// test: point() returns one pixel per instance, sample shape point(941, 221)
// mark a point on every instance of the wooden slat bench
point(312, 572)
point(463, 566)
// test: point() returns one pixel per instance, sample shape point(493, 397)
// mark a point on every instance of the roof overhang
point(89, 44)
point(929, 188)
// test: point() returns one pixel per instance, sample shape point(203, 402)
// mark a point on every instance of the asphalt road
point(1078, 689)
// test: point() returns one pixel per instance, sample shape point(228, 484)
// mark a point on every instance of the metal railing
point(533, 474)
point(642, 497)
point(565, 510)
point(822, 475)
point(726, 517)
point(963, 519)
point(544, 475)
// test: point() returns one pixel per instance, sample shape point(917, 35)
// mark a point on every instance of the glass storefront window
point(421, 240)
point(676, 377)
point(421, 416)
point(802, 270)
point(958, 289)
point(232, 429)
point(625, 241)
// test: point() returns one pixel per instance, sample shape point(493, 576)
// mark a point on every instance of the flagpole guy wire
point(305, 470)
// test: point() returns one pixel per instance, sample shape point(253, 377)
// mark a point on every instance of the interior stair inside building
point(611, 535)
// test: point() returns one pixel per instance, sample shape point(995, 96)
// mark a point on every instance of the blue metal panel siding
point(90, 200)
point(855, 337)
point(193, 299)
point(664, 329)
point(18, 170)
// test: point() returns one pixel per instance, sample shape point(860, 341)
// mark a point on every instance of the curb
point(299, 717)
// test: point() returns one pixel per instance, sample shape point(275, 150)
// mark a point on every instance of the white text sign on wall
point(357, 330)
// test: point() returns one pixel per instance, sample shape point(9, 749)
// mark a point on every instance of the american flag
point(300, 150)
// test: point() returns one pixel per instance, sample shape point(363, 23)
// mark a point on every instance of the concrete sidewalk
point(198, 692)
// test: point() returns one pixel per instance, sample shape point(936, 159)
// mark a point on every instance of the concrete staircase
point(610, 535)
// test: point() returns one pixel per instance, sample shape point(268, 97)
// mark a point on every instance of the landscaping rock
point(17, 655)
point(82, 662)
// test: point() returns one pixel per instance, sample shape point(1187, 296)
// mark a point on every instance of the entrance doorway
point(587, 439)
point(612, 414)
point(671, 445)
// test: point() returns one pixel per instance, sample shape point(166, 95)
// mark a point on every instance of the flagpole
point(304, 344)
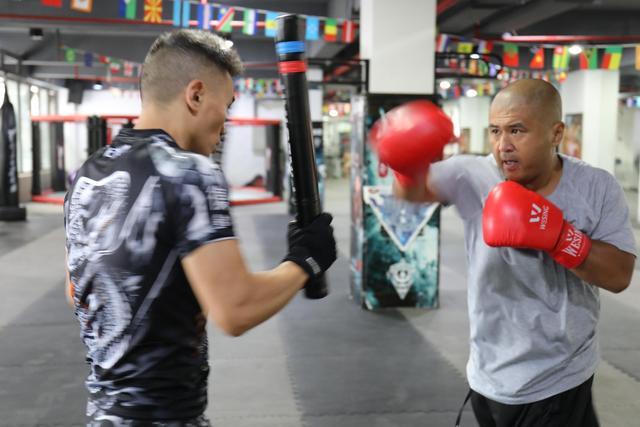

--

Task item: What is needed is an exact copy of the lines above, from the one containing "shape point(363, 23)" through the one containing "shape point(268, 97)", with nothing added.

Result:
// test: point() returns one pixel per instance, sample shape point(363, 23)
// mark a point on every instance of the concrete sidewalk
point(198, 692)
// test: point() returns one pixel per instance, sample shape point(936, 159)
// mark a point on every instance of the concrete staircase
point(610, 535)
// test: point() returns one pixel per instance, sample shape point(268, 97)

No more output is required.